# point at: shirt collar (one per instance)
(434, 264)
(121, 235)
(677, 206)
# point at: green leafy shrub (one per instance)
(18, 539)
********************
### Required task
Rewrite all of the lines above with "one per instance" replaced by "mark each one" wherever it appears, and leave everything else unchanged.

### Worked answer
# point at: shirt collar (mark each one)
(434, 264)
(121, 235)
(677, 206)
# point at: green leafy shrub (mark each one)
(18, 539)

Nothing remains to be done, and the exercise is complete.